> _Written request_
Convert the listing below into a JSON list of strings, with one string for each line and no blank lines. Leave out the pictures.
[Supplied information start]
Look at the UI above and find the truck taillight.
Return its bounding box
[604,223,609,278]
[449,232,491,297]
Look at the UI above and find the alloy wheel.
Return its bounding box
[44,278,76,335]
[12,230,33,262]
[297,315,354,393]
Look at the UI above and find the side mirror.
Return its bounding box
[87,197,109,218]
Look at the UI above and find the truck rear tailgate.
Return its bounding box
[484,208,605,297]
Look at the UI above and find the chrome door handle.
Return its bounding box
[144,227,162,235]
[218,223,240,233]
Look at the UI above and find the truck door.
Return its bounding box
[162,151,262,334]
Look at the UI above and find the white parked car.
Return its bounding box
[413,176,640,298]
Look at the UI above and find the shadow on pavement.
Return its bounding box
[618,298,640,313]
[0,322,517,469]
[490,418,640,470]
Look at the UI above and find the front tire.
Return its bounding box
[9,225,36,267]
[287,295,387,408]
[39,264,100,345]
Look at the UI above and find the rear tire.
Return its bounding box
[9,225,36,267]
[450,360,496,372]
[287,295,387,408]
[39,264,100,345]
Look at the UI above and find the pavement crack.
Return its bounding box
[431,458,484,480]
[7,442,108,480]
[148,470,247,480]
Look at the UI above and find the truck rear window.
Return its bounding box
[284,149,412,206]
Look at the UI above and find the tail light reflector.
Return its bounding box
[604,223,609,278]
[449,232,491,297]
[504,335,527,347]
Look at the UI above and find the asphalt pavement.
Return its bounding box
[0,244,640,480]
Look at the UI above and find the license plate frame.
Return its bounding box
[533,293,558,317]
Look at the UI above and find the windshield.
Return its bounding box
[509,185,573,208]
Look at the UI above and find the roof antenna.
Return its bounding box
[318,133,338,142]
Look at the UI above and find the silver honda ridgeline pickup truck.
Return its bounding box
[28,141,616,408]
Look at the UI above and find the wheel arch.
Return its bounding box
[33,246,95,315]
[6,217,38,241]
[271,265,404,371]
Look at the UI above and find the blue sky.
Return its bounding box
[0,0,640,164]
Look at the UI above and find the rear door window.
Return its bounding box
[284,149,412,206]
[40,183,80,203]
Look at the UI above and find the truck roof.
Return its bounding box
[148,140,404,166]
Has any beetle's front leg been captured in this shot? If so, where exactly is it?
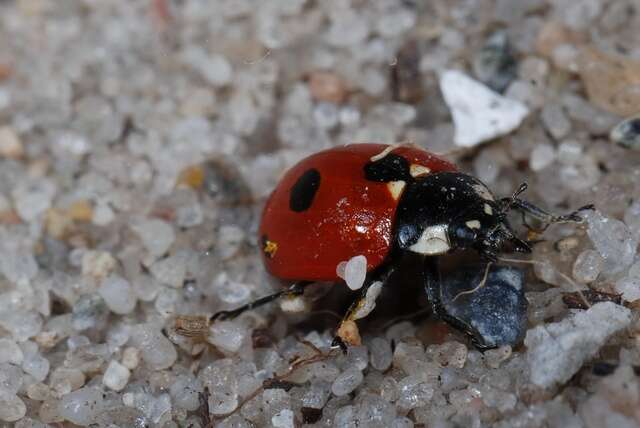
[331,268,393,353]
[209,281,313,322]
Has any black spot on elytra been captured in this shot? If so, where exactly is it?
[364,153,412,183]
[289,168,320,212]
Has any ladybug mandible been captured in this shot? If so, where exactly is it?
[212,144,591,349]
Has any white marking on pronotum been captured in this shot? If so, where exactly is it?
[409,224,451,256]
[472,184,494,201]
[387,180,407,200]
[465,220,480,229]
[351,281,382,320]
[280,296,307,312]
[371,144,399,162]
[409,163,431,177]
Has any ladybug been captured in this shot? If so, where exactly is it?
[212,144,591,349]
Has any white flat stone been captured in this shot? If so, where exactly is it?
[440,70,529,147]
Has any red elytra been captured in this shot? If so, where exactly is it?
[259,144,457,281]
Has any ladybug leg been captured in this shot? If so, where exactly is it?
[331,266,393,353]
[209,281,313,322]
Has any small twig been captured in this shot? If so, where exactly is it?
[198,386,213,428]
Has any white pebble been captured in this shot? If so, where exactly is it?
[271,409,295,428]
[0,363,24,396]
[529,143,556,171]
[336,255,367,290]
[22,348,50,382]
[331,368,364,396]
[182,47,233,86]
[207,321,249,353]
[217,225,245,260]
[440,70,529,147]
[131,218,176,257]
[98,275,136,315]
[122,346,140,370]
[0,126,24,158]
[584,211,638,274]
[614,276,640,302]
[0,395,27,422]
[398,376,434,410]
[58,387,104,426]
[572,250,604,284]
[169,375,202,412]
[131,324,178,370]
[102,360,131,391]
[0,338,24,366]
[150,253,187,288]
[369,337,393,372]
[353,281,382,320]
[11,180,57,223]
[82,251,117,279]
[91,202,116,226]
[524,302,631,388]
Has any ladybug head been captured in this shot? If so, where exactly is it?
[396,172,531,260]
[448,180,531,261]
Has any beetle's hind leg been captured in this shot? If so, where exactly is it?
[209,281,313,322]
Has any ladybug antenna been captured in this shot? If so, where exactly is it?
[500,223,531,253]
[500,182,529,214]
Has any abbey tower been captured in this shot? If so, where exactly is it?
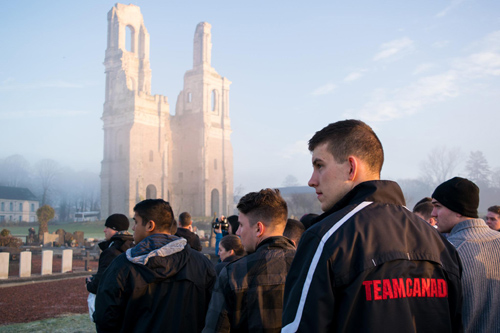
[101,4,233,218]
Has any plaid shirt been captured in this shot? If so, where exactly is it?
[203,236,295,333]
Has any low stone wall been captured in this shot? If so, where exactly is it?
[Supplied information end]
> _Written answer_
[
  "Look at the UI above and find the truck taillight.",
  "Return its bounding box",
  "[604,223,609,278]",
  "[449,232,491,297]",
  "Look at the UI above and find the alloy wheel.",
  "Return its bounding box",
  "[44,278,76,335]",
  "[12,230,33,262]",
  "[297,315,354,393]",
  "Look at the UI above and find the side mirror.",
  "Return its bounding box",
  "[87,197,109,218]",
  "Look at the UI above and find the truck rear tailgate.",
  "Return its bounding box",
  "[484,208,605,297]",
  "Look at the UI above and find the chrome door handle.",
  "Return its bounding box",
  "[144,227,162,235]",
  "[218,223,240,233]",
  "Look at the UI above and find the truck door.",
  "Return its bounding box",
  "[162,151,262,334]",
  "Look at the UI above and find the white parked car.",
  "Return its bounding box",
  "[413,176,640,298]",
  "Look at the UI above and find the shadow on pavement.",
  "Return its bounding box",
  "[618,298,640,313]",
  "[0,322,517,469]",
  "[490,418,640,470]",
  "Look at the UI above and find the front tire.",
  "Return its bounding box",
  "[9,225,36,267]",
  "[287,295,387,408]",
  "[39,264,100,345]",
  "Look at the UI above and find the rear tire.",
  "Return its bounding box",
  "[9,225,36,267]",
  "[450,360,496,372]",
  "[287,295,387,408]",
  "[39,264,100,345]",
  "Look at the UI above and find the pavement crack.",
  "Return its bounding box",
  "[431,458,484,480]",
  "[7,442,108,480]",
  "[148,470,247,480]",
  "Look at the UI above and find the truck rear window.",
  "Return its bounding box",
  "[284,149,412,206]",
  "Look at the UI above and find the tail light reflector.",
  "Return its bounding box",
  "[604,223,609,278]",
  "[449,232,491,297]",
  "[504,335,527,347]",
  "Look at the UI above and find the asphalt pavement.",
  "Return its bounding box",
  "[0,244,640,480]",
  "Look at the UI above and find the license plate frame.",
  "Return its bounding box",
  "[533,293,558,317]",
  "Look at the UI above and find the windshield.",
  "Return its bounding box",
  "[509,185,573,208]",
  "Look at the UI above and find the roof antenna.",
  "Return its bounding box",
  "[318,133,338,142]",
  "Look at the UI above and find the silver honda ridgeline pickup truck.",
  "Return its bounding box",
  "[28,141,616,408]",
  "Look at the UI above and find the wheel arch.",
  "Return its bounding box",
  "[33,246,95,315]",
  "[6,217,38,241]",
  "[271,265,404,371]",
  "Look at the UI above and find the blue sky.",
  "Return its bounding box",
  "[0,0,640,164]",
  "Look at the UI above and find the rear door window.",
  "Return its bounding box",
  "[284,149,412,206]",
  "[40,183,80,203]",
  "Look at the UI above and find the truck roof.",
  "Return its bounding box",
  "[148,140,404,166]",
  "Has any beetle's front leg been captured in this shot? If so, where exactly is it?",
  "[331,268,393,353]",
  "[209,281,313,322]",
  "Has any black spot on elytra been captured in this shot? If so, where exactly is it?",
  "[364,153,412,183]",
  "[289,168,320,212]",
  "Has any ladybug mandible been captured in this shot? If so, where exactly is it?",
  "[212,144,591,349]",
  "Has any white marking on pronotum been captured in this shot? If so, where exactly is it?",
  "[409,224,451,256]",
  "[472,184,494,201]",
  "[387,180,407,200]",
  "[465,220,480,229]",
  "[351,281,382,320]",
  "[280,296,307,312]",
  "[371,144,399,162]",
  "[409,163,431,177]",
  "Has any ladybug been captured in this shot? If so, where exactly is it?",
  "[212,144,591,349]",
  "Has any white flat stone been captured in this shot? If so, where exactly is it?",
  "[440,70,529,147]",
  "Has any red elytra been captured in this shot? If so, where exactly is it?",
  "[259,144,457,281]",
  "Has any ladybug leg been captured in this shot? If so, where exactly is it?",
  "[331,266,393,353]",
  "[209,281,313,322]",
  "Has any small twig been captured in this shot? If so, where exactly is it?",
  "[198,386,213,428]",
  "Has any white pebble been captured in this shot? If so, where exactly is it?",
  "[271,409,295,428]",
  "[0,363,24,396]",
  "[529,143,556,171]",
  "[336,255,367,290]",
  "[22,348,50,382]",
  "[331,368,364,396]",
  "[182,47,233,86]",
  "[207,321,249,353]",
  "[217,225,245,260]",
  "[440,70,529,147]",
  "[131,218,176,257]",
  "[98,275,136,315]",
  "[122,346,140,370]",
  "[0,126,24,158]",
  "[584,211,638,274]",
  "[614,276,640,302]",
  "[0,395,27,422]",
  "[398,376,434,410]",
  "[58,387,104,426]",
  "[572,250,604,284]",
  "[169,375,202,412]",
  "[131,324,178,370]",
  "[102,360,131,391]",
  "[0,338,24,366]",
  "[150,253,187,288]",
  "[369,337,393,372]",
  "[353,281,382,320]",
  "[11,180,57,223]",
  "[82,251,117,279]",
  "[91,202,116,226]",
  "[524,302,631,388]",
  "Has any ladybug head been captured in this shot? If so, where exactly is it?",
  "[396,172,531,260]",
  "[448,180,531,261]",
  "Has any beetle's hind leg been captured in this shot? If so, where exactly is it?",
  "[209,281,313,322]",
  "Has any ladybug antenna been captured in this shot? If so, where exactly is it?",
  "[500,223,531,253]",
  "[500,182,529,214]",
  "Has any abbey tower been captured in this shot? If so, where exactly is it?",
  "[101,4,233,218]",
  "Has any plaid shirt been captured in this shot? If so, where exactly is it?",
  "[203,236,295,333]",
  "Has any low stone wall been captured in this shot? If so, where exactly is it?"
]